**Extract provided:**
⟨

The U.S. space agency NASA said the experimental Mars helicopter Ingenuity, after three successful flights, failed to respond to commands to lift off for a fourth flight Thursday.
Scientists with the Ingenuity team at NASA’s Jet Propulsion Laboratory (JPL) in southern California say a software problem similar to one that delayed the experimental craft’s initial flight 11 days ago prevented the helicopter from transitioning to “flight mode.” The scientists plan to try again Friday.
The 1.8-kilogram aircraft arrived on the planet packed away on NASA’s Perseverance rover when it landed on Mars in February. It was unfolded and dropped from the rover a little more than three weeks ago, and each of the three flights it has made so far have been successively more ambitious.
After first simply rising three meters off the Martian surface, hovering, and landing again,
Ingenuity’s second flight saw it rise to five meters, travel two meters to the east of its position, execute three turns, and return. On its third trip, it rose to five meters and traveled 50 meters, flying at a top speed of about two meters a second.

⟩

**Activity 1:**
From the Ingenuity helicopter report, translate this sentence into Spanish: "The scientists plan to try again Friday."
**Activity 2:**
Proceed with the Ingenuity helicopter report, picking up right after its final sentence about the third flight.

**Dataset records:**

⟨

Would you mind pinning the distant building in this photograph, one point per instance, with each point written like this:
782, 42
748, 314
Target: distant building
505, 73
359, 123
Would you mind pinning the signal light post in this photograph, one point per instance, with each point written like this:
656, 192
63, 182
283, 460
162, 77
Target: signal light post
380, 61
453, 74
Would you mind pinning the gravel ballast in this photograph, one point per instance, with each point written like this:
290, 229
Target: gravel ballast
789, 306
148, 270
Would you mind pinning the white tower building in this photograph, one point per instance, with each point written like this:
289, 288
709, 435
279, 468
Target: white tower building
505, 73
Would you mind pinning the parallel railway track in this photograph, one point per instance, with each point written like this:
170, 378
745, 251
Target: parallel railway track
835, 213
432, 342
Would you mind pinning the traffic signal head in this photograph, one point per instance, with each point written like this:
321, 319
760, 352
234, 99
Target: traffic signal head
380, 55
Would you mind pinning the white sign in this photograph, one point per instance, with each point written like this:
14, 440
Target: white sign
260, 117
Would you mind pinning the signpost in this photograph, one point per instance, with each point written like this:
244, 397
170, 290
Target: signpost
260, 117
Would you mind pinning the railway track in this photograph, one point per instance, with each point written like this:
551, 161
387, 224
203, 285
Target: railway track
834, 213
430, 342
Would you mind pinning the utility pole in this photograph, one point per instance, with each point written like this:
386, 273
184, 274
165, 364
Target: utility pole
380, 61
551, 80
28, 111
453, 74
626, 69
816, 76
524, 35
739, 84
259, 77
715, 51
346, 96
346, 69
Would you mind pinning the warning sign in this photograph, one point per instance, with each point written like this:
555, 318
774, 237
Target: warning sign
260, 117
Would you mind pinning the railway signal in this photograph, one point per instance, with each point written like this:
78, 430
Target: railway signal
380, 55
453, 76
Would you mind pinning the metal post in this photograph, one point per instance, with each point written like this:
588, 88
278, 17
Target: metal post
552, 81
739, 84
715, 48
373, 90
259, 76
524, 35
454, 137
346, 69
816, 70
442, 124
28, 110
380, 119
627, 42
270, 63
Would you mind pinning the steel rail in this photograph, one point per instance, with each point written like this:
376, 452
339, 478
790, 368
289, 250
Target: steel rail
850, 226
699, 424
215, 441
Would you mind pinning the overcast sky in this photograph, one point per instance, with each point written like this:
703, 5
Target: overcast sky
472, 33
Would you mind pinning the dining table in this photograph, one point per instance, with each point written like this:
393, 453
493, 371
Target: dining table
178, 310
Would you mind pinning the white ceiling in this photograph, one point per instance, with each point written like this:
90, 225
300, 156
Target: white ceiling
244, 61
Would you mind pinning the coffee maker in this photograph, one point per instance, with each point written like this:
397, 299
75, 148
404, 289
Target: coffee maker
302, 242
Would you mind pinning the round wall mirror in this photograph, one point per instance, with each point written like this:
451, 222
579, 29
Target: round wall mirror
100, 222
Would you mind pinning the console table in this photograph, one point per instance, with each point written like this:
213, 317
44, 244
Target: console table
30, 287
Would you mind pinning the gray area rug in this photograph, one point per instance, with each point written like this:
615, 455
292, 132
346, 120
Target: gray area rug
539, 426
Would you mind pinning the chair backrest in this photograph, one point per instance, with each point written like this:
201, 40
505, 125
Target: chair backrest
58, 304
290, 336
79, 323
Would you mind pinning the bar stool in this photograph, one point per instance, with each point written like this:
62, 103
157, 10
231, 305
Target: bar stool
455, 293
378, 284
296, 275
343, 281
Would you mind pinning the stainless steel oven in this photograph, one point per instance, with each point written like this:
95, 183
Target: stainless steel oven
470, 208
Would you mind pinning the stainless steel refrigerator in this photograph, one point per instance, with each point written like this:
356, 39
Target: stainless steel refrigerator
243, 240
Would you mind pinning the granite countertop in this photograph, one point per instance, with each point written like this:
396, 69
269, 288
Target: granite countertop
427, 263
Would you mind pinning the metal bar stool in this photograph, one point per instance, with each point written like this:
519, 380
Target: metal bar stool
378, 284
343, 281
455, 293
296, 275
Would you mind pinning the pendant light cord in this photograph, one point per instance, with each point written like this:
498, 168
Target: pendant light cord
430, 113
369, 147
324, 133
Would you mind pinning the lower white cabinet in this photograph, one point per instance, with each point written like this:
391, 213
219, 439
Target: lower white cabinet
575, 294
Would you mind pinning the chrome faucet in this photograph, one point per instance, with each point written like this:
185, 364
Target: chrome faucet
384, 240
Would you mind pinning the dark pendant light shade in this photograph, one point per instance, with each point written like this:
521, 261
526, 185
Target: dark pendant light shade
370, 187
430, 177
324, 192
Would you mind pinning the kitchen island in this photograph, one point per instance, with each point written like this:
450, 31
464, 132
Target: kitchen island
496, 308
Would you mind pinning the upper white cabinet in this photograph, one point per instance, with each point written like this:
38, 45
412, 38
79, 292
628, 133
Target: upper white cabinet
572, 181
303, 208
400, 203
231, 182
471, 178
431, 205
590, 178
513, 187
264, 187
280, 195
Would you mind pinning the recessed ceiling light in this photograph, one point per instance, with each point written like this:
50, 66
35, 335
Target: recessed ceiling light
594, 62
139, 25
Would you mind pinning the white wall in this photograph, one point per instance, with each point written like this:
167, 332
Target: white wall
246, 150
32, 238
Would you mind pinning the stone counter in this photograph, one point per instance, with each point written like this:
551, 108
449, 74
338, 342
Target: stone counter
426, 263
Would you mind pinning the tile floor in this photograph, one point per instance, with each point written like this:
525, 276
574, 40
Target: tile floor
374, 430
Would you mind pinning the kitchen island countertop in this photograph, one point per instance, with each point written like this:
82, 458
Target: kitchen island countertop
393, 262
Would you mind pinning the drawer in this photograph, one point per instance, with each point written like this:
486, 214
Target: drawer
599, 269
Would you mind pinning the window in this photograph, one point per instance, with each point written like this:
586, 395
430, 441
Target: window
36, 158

⟩

**Your response 1:**
Los científicos planean intentarlo de nuevo el viernes.

**Your response 2:**
NASA scientists have planned the fourth flight to be the most ambitious yet. After rising to five meters, they plan to send the helicopter south, switch on its downward-facing navigation camera, and collect images of the surface every 1.2 meters until it travels a total of 133 meters. Ingenuity will then hover, take images with its color camera, and return to its original position.   
NASA has scheduled a news conference later Friday to discuss the overall mission.
 Our #MarsHelicopter has flown successfully three times & completed its mission objectives! What’s up next for the mighty little rotorcraft? Mission experts aim to push the limits. Find out how on Fri., April 30 at 12:30pm ET: https://t.co/dr0PRGvrPApic.twitter.com/PyLPJEQZHG— NASA (@NASA) April 29, 2021The space agency describes Ingenuity as a technology demonstration designed to test flight capability in the thin Martian atmosphere. It has specially designed rotors that spin much faster than they would have to on Earth to achieve flight. It also has innovative batteries and solar cells for recharging.
Aside from cameras, Ingenuity carries no scientific instruments.